* Task instructions:
Your task is to restate the data word for word.

(Collected data)

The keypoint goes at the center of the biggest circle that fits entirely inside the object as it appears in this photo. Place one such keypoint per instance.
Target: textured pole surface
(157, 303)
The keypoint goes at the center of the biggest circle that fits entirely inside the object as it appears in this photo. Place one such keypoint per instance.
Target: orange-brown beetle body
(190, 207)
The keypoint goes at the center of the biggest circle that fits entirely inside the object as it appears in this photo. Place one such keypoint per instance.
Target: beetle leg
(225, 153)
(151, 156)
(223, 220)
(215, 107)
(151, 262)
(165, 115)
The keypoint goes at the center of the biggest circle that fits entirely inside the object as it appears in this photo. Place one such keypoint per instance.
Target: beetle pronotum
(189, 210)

* The completed task:
The keypoint goes at the center of the biggest circle that fits entirely inside the object as it appears in this photo. Place one such keypoint per instance.
Target: textured pole surface
(157, 303)
The keypoint goes at the center of the biggest circle that fits entirely inside the object as it appears in this photo. Place one such keypoint per instance.
Target: orange-brown beetle body
(190, 207)
The keypoint goes at the center of the biggest circle that fits entirely inside the object as it appears in this photo. Place one such keypoint per instance.
Target: beetle leg
(225, 153)
(151, 156)
(223, 220)
(215, 107)
(151, 262)
(165, 115)
The keypoint goes at the center of the biggest circle that fits entirely inside the object as it appears in this photo. Place one such keypoint per instance.
Target: beetle pronotum
(189, 210)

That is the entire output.